---------- RECORDS SUPPLIED ----------

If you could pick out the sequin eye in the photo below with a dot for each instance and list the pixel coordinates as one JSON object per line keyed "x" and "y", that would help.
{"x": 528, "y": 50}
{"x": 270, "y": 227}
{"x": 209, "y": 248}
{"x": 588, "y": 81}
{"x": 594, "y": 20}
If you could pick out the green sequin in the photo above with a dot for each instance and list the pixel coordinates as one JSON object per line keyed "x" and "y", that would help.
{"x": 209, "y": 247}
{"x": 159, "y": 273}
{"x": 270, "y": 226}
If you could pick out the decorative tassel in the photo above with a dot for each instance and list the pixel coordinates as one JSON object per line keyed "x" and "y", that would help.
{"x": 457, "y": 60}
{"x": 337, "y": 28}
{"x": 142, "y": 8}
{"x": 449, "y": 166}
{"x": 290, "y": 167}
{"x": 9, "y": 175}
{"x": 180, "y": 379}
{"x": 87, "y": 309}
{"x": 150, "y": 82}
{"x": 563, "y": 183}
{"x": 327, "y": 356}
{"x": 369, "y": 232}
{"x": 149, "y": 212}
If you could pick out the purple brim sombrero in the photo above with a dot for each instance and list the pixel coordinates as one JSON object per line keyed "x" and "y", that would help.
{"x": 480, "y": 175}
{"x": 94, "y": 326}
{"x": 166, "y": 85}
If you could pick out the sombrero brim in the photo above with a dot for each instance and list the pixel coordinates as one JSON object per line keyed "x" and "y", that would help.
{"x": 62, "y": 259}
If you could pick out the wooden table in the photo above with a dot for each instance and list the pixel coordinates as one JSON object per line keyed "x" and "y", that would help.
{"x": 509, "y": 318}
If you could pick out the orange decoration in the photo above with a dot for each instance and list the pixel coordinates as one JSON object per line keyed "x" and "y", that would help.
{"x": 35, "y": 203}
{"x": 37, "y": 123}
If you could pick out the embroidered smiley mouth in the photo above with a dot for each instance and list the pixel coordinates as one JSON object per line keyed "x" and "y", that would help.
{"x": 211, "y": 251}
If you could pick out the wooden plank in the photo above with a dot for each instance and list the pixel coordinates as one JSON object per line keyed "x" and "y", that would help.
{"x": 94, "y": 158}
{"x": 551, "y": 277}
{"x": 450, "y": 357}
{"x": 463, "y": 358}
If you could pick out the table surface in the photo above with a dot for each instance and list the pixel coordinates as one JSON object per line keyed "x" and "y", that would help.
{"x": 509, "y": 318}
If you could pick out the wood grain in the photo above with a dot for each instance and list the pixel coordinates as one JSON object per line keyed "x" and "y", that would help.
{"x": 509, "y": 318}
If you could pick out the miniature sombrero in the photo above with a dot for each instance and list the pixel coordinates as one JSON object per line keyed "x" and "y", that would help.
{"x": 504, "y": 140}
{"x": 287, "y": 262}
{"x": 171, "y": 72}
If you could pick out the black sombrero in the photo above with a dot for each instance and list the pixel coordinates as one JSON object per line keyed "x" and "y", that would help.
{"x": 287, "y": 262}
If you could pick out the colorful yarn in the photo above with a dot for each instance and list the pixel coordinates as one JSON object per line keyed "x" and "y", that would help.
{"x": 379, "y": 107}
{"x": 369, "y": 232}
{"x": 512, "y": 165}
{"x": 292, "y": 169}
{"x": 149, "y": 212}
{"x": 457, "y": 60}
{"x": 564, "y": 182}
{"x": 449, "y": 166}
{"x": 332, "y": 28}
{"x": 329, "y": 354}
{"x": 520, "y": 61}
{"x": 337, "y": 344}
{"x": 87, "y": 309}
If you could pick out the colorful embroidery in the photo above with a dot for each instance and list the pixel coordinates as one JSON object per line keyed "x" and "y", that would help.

----------
---------- RECORDS SUPPLIED ----------

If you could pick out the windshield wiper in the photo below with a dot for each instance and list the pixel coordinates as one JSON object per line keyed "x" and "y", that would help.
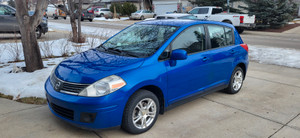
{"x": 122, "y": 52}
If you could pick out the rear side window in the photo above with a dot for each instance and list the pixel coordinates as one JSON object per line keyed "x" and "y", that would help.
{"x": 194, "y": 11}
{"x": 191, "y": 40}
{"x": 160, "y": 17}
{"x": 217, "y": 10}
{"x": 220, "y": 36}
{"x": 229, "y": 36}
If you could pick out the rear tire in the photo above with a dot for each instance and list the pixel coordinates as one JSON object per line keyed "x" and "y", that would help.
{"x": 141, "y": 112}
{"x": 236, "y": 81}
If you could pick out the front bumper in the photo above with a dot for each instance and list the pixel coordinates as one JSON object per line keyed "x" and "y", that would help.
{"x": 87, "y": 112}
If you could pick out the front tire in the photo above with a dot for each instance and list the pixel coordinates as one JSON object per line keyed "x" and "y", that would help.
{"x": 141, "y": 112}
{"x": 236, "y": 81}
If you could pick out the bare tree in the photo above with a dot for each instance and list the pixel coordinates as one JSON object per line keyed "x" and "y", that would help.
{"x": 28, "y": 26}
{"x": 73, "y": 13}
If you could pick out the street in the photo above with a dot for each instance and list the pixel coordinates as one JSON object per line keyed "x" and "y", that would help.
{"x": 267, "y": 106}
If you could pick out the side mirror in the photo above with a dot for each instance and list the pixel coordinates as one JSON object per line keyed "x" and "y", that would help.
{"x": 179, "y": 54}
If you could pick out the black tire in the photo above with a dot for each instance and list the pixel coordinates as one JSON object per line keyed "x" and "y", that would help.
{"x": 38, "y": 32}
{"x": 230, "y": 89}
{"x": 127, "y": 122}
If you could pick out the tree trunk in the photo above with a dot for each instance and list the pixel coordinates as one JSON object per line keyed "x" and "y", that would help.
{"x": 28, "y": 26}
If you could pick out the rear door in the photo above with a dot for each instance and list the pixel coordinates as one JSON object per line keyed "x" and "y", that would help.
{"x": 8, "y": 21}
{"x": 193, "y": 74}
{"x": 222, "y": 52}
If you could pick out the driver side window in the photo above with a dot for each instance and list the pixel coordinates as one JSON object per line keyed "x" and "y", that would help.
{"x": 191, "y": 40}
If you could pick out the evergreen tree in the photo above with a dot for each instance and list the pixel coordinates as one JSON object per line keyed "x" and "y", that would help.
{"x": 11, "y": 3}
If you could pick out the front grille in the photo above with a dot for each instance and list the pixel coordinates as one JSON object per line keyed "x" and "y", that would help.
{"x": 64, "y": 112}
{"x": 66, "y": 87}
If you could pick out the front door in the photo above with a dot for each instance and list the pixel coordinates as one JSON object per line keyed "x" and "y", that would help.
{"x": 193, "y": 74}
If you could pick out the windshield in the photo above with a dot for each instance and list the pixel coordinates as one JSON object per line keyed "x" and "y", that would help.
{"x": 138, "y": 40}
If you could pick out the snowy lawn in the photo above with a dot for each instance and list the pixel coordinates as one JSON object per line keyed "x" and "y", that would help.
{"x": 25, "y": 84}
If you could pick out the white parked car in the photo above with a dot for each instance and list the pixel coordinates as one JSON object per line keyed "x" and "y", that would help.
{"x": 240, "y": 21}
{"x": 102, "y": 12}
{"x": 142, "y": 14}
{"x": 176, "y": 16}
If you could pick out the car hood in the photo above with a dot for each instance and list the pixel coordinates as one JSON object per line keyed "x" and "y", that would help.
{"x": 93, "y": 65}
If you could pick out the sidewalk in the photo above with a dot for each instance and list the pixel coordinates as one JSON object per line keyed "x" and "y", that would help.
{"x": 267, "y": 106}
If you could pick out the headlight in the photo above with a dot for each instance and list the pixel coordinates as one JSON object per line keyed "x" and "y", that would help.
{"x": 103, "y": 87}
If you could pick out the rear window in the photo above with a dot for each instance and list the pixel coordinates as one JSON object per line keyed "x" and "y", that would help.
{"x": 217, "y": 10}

----------

→ **WHAT THE TASK REQUIRES**:
Edit the material in the stretch from the line containing "If you could pick out the orange" through the line containing "If you could pick out the colorful embroidery", replacing "sombrero" with "hat" and changing nothing else. Return only those lines.

→ **SOLVED PROBLEM**:
If you could pick out the orange decoration in the photo above with a dot for each instance and list the pixel coordinates as one JSON object per line keyed "x" and "y", that would help.
{"x": 35, "y": 203}
{"x": 37, "y": 123}
If you could pick out the embroidered smiley mouth in the photo above with a dot for each instance and list the pixel coordinates as one JSON object per line keyed "x" and "y", that would help.
{"x": 211, "y": 251}
If you could pick out the wooden plank in the photo above with a dot for each instance and list the pixel coordinates as one JSON object per line keyed "x" and "y", that would help.
{"x": 94, "y": 158}
{"x": 551, "y": 277}
{"x": 450, "y": 357}
{"x": 463, "y": 358}
If you could pick out the table surface in the photo above with a dot for each instance and list the pixel coordinates as one JSON object per line keyed "x" and "y", that would help.
{"x": 509, "y": 318}
If you could pick out the wood grain in the photo above with a dot for each instance and list the pixel coordinates as one JSON object per line keyed "x" and "y", that would help.
{"x": 509, "y": 318}
If you could pick out the miniature hat in the photo above with a dot for each instance and list the pixel coordinates as one JSON object per line keyed "x" and "y", that would help.
{"x": 504, "y": 140}
{"x": 287, "y": 262}
{"x": 171, "y": 72}
If you could pick out the black hat in the photo above with a dot for each instance and list the pixel coordinates as one JSON object per line keyed "x" and "y", that would help.
{"x": 287, "y": 262}
If you could pick out the colorful yarn in the photo above with a dot for each instance and list the pixel coordinates as one JSON object per line keyed "x" and "y", that would help.
{"x": 379, "y": 107}
{"x": 369, "y": 232}
{"x": 512, "y": 165}
{"x": 292, "y": 169}
{"x": 149, "y": 212}
{"x": 457, "y": 60}
{"x": 564, "y": 182}
{"x": 449, "y": 166}
{"x": 332, "y": 28}
{"x": 329, "y": 354}
{"x": 520, "y": 61}
{"x": 337, "y": 344}
{"x": 87, "y": 309}
If you could pick out the colorful embroidery in the photo above with a dot for each instance and list the pixel coordinates as one JSON object per line keyed "x" and "y", that would help.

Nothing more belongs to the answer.